TRECHO EXIBIDO:
________________________
Tais nomes científicos designam fósseis que viveram num intervalo relativamente curto do tempo geológico –grosso modo, entre 2,5 milhões e 1,5 milhão de anos atrás.

Em artigo na última edição da revista especializada "Science", Schwartz e Tattersall defendem que esse milagre da multiplicação da nomenclatura foi longe demais. Boa parte dos fósseis do infográfico nesta página não deveria estar no gênero Homo, dizem eles.

Infográfico: Os principais membros do gênero Homo

MONO O QUÊ?

"Monofilético" é a palavra-chave, disse Tattersall à Folha. O termo, empregado em estudos sobre o parentesco evolutivo entre seres vivos, designa um grupo que inclui uma espécie ancestral e todos os seus descendentes. O indício-chave desse parentesco são (prepare-se para outro palavrão em grego) as chamadas sinapomorfias, que não passam de características compartilhadas por todos os membros do grupo –e apenas entre eles.

Gêneros de seres vivos, como o Homo, precisam ser grupos monofiléticos. Embora não haja uma regra estrita sobre quão inclusivos eles podem ser (ou seja, sobre a diversidade de espécies que podem "caber" dentro de um gênero), de modo geral um gênero congrega espécies de parentesco bastante próximo. Um exemplo que ajuda a entender isso no caso de mamíferos como nós é o do gênero Panthera, que congrega, entre outros, onças-pintadas, leopardos, leões e tigres.

A principal ferramenta usada ainda hoje pelos cientistas para classificar espécies (ainda vivas ou extintas) em gêneros é a semelhança anatômica ou morfológica. "Uma vez que o gênero Homo necessariamente tem de abrigar o H. sapiens, o jeito óbvio de organizar as coisas é partir dessa espécie e ver quais formas extintas formam um agrupamento monofilético e morfologicamente unificado com ele", explica Tattersall.
________________________
DADOS:
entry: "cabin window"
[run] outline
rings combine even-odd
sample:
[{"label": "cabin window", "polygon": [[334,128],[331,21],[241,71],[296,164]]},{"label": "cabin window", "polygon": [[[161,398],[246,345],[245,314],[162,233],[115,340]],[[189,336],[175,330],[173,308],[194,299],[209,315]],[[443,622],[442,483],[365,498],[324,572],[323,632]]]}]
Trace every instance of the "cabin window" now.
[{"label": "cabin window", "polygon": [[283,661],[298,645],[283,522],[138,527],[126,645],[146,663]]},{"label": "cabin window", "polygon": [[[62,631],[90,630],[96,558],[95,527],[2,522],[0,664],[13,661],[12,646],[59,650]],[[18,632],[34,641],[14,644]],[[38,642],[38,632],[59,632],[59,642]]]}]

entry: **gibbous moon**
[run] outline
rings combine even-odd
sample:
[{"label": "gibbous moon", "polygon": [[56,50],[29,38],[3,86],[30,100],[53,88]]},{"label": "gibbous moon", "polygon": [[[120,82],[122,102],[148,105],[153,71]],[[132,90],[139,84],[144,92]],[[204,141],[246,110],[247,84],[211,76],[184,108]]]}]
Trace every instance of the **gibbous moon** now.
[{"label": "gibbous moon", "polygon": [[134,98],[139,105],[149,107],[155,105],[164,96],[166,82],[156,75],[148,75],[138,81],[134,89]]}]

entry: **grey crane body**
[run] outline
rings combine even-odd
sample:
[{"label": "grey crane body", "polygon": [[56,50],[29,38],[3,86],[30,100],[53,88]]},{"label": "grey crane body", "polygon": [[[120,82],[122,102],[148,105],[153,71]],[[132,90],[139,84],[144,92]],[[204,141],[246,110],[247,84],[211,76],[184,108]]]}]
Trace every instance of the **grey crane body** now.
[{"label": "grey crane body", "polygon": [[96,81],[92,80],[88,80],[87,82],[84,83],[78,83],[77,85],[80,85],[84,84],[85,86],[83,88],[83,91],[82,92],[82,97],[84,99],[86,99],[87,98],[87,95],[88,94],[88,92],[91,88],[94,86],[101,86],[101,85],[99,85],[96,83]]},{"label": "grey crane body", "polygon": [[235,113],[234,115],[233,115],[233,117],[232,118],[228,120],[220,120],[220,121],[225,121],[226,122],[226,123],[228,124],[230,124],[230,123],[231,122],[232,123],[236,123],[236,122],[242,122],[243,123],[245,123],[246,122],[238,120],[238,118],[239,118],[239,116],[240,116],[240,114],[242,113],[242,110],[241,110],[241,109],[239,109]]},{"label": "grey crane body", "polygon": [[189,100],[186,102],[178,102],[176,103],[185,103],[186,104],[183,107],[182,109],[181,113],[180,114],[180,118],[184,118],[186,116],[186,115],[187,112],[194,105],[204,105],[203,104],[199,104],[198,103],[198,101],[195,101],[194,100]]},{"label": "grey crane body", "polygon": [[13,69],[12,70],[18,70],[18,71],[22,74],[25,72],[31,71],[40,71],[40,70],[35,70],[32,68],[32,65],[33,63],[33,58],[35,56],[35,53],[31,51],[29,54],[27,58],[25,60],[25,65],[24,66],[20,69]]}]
________________________
A TAREFA: Reescreva o trecho sobre o gênero Homo de "Infográfico: Os principais" a "apenas entre eles.", pondo "palavra central" no lugar de "palavra-chave".

SUA SOLUÇÃO:
Infográfico: Os principais membros do gênero Homo

MONO O QUÊ?

"Monofilético" é a palavra central, disse Tattersall à Folha. O termo, empregado em estudos sobre o parentesco evolutivo entre seres vivos, designa um grupo que inclui uma espécie ancestral e todos os seus descendentes. O indício-chave desse parentesco são (prepare-se para outro palavrão em grego) as chamadas sinapomorfias, que não passam de características compartilhadas por todos os membros do grupo –e apenas entre eles.